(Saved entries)
──────────────────────────────

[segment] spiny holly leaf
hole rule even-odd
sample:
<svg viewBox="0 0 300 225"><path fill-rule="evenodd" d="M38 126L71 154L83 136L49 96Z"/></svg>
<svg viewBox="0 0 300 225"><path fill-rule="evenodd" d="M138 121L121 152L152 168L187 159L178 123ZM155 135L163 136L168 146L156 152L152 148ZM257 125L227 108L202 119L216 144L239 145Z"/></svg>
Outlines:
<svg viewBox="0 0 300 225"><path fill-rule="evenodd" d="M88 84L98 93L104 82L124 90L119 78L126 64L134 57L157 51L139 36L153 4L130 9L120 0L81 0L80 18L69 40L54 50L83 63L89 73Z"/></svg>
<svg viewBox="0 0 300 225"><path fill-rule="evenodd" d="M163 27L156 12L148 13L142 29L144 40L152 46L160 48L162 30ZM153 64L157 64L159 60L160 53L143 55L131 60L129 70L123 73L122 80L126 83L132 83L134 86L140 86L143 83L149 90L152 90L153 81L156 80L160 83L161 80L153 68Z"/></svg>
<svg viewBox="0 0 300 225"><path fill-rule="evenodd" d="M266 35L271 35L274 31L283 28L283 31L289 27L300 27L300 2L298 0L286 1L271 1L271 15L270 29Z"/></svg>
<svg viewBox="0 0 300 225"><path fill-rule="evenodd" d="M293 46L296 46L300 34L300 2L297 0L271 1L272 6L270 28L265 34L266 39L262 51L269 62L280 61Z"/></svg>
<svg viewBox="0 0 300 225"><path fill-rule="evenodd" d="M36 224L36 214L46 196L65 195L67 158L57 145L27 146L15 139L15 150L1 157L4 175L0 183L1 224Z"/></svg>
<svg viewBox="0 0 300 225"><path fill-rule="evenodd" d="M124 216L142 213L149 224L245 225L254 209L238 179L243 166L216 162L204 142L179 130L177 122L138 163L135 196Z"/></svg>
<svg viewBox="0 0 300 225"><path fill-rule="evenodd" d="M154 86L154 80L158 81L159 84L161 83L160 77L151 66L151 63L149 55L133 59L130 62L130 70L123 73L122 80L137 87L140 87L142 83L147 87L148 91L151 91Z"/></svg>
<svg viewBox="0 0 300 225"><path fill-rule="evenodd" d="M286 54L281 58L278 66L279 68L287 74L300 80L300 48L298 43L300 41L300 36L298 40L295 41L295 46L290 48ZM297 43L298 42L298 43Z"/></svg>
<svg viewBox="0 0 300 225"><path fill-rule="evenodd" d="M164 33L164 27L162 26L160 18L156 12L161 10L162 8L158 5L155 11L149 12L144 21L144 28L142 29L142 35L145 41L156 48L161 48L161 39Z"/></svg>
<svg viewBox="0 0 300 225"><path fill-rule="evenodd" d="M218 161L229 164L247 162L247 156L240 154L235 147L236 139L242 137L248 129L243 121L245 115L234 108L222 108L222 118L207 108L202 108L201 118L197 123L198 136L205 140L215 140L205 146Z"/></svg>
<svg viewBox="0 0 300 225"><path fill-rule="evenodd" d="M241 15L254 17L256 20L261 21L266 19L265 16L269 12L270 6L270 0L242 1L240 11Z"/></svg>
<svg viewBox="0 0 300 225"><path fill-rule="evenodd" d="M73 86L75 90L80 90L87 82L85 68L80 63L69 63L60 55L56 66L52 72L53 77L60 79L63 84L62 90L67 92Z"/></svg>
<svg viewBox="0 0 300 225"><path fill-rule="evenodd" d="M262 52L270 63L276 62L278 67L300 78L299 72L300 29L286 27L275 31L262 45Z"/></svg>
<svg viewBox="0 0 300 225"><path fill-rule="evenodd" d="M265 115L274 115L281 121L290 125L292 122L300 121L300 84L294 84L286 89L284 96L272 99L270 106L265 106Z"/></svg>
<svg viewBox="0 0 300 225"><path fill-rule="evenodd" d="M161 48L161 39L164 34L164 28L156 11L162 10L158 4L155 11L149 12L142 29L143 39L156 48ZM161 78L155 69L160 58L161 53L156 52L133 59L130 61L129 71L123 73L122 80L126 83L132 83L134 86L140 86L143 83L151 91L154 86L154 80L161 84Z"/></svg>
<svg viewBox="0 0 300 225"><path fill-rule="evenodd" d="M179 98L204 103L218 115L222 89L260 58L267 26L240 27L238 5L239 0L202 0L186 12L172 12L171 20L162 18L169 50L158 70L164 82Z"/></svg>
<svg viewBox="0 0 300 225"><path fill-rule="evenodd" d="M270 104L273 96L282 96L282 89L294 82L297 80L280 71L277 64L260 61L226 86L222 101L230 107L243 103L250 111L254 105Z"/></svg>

──────────────────────────────

*Description of the task*. Please write out exactly the lines from the start of the data through the line that contains "121L121 152L152 168L187", both ends included, and nothing else.

*Solution for this task*.
[segment] spiny holly leaf
hole rule even-odd
sample:
<svg viewBox="0 0 300 225"><path fill-rule="evenodd" d="M38 126L71 154L83 136L49 96Z"/></svg>
<svg viewBox="0 0 300 225"><path fill-rule="evenodd" d="M138 121L121 152L152 168L187 159L178 123ZM155 135L163 136L168 146L156 152L152 148ZM257 125L227 108L202 119L216 144L239 145Z"/></svg>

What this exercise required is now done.